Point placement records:
* Begin *

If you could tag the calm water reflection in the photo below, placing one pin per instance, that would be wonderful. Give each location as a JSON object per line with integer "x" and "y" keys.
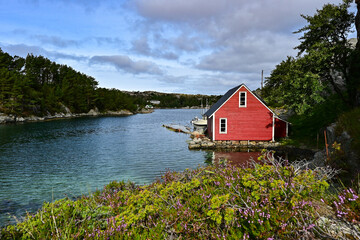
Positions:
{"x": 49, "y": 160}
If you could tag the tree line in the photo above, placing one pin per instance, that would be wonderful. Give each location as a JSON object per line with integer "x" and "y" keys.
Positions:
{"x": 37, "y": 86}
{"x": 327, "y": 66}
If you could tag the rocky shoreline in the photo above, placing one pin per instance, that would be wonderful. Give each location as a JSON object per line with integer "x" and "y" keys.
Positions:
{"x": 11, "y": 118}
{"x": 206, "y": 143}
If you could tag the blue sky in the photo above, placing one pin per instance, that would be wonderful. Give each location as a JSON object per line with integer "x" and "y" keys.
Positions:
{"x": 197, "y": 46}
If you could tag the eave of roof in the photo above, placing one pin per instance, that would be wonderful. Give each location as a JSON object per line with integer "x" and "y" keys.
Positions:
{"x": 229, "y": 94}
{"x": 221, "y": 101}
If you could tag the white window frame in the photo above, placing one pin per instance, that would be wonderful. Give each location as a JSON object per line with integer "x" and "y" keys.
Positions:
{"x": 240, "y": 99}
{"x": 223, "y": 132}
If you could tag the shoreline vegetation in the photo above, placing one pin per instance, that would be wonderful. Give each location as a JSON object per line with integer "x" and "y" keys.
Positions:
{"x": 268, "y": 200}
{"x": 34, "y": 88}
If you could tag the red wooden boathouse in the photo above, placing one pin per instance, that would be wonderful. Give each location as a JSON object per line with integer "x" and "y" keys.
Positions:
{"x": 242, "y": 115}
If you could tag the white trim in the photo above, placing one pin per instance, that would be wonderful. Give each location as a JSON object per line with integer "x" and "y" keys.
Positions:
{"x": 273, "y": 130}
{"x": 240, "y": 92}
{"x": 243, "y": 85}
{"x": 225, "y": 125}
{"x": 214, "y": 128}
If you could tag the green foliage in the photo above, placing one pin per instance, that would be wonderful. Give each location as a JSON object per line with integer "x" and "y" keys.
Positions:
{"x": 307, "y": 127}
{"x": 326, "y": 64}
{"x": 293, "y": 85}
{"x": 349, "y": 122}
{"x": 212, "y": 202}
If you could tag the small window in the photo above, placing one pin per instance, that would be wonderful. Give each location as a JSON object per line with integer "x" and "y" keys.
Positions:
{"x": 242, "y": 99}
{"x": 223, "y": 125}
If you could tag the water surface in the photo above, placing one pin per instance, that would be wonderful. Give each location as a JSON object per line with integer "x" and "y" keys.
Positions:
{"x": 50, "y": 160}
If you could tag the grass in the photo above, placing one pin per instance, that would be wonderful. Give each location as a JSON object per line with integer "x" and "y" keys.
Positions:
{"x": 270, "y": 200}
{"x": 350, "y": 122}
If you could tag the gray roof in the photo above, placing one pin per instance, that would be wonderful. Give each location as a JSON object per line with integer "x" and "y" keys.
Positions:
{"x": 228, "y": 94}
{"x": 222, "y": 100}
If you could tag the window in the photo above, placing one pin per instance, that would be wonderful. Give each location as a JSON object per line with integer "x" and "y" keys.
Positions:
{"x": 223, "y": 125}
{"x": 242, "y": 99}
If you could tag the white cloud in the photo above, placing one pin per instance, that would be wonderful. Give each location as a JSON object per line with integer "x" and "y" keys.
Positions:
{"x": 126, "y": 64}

* End *
* Begin *

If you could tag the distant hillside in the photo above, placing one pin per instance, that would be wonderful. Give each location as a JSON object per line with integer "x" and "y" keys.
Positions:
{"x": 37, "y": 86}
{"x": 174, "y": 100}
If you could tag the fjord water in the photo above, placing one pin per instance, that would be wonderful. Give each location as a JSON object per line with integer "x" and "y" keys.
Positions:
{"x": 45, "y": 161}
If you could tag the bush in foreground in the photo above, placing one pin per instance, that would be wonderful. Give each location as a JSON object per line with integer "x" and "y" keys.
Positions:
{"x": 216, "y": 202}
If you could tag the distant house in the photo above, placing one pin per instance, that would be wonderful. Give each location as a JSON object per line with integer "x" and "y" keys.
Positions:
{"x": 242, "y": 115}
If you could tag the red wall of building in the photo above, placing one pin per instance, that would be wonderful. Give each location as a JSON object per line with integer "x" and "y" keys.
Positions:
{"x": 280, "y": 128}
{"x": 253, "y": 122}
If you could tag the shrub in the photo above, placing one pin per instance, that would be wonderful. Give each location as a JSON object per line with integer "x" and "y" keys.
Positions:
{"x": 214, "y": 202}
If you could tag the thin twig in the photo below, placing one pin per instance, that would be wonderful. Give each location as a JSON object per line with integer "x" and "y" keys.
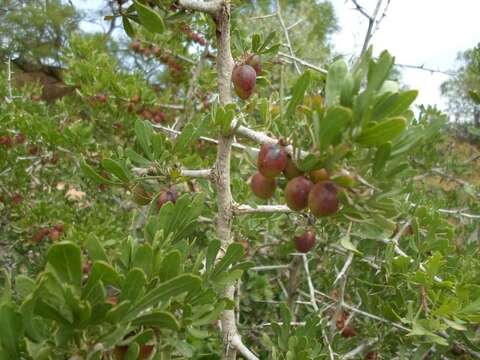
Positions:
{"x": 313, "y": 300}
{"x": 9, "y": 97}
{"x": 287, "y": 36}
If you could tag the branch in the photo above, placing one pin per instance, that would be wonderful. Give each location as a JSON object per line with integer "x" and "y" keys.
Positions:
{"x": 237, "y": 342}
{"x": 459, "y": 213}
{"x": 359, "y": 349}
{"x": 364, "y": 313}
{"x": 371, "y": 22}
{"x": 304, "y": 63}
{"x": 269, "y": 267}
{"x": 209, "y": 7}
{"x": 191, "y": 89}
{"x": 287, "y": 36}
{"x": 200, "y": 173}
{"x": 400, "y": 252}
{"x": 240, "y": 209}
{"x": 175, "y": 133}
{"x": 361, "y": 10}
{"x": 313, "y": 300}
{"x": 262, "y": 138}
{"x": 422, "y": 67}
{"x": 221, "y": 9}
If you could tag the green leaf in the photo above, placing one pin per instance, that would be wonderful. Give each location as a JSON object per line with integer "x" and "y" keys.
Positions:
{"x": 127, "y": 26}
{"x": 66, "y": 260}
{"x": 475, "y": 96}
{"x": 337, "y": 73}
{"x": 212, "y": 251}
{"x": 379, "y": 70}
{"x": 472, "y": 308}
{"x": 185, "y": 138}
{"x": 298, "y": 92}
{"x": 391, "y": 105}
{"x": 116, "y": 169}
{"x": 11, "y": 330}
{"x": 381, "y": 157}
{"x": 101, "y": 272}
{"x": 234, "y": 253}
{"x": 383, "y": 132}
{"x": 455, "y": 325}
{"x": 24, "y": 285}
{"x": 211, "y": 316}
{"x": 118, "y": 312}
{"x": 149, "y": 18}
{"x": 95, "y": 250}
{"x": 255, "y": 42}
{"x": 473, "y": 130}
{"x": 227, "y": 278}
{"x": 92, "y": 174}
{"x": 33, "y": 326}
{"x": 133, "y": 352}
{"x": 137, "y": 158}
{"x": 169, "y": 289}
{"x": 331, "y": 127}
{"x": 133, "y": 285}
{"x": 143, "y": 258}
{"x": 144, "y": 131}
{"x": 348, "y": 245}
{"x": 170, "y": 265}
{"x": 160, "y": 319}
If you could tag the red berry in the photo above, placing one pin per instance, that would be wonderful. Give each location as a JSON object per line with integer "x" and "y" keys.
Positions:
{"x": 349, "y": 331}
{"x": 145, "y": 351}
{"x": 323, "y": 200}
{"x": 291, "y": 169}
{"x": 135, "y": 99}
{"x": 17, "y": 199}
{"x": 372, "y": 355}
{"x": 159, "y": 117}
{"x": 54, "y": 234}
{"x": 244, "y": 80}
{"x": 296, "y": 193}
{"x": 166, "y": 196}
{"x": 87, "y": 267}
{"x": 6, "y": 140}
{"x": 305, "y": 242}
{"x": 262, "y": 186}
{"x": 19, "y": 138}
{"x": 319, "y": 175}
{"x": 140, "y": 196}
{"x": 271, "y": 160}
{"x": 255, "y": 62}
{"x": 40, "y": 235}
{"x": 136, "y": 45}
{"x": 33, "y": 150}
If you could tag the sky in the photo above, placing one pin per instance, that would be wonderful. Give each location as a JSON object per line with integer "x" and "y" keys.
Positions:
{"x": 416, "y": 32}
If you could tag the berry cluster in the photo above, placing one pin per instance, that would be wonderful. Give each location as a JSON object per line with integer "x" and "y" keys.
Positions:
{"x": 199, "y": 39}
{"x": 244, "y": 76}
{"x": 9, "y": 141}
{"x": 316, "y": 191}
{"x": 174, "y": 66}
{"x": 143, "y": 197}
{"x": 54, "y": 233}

* End *

» **Exercise**
Count the lines of the data above that contain the string "calm", treating case as significant, and give only the number.

» **Exercise response**
1